◆ Task prompt
Return, word for word, the lines of the data below from the line containing "# point at: bare" through the end of the data, including both of those lines.

◆ Provided information

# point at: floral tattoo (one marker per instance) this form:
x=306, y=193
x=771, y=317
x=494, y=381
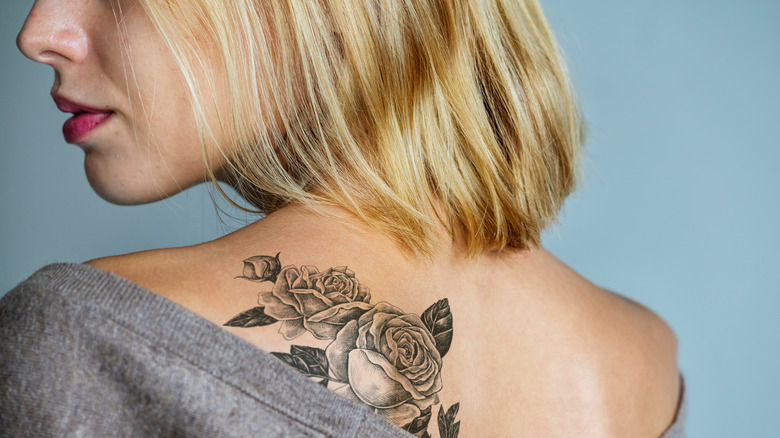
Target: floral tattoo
x=378, y=354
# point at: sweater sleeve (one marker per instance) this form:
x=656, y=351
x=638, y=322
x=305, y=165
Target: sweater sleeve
x=95, y=355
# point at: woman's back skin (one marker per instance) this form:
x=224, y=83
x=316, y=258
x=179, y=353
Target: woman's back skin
x=537, y=350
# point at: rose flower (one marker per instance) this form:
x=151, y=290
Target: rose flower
x=390, y=360
x=320, y=302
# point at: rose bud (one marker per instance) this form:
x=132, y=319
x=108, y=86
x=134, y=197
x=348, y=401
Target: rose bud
x=261, y=268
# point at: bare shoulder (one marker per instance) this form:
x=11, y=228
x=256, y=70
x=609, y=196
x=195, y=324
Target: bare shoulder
x=639, y=361
x=606, y=364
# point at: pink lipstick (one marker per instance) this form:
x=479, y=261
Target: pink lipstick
x=85, y=119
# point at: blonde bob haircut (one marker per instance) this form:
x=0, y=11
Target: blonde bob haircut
x=410, y=114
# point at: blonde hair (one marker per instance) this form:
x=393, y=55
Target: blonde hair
x=407, y=114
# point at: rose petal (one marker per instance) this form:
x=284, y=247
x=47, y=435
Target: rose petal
x=304, y=281
x=281, y=289
x=377, y=382
x=322, y=330
x=337, y=298
x=311, y=302
x=338, y=350
x=363, y=294
x=276, y=308
x=341, y=313
x=292, y=328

◆ Response to this exercise
# point at: bare shoulder (one marker per instance) this form:
x=11, y=228
x=256, y=70
x=609, y=196
x=195, y=324
Target: bare shoulder
x=639, y=361
x=606, y=364
# point at: pink lipstick (one marker per instance) this form:
x=479, y=261
Target: pink lipstick
x=85, y=119
# point at: blonde bob haircut (one marker per instance) this form:
x=0, y=11
Target: blonde bob haircut
x=410, y=114
# point at: blonde hair (one marker per instance) this form:
x=393, y=55
Target: blonde hair
x=407, y=114
# point at: rose petal (one marker per instance) this form:
x=284, y=247
x=47, y=435
Target: rose petal
x=304, y=281
x=281, y=289
x=377, y=382
x=322, y=330
x=337, y=298
x=311, y=302
x=338, y=350
x=363, y=294
x=276, y=308
x=341, y=313
x=292, y=328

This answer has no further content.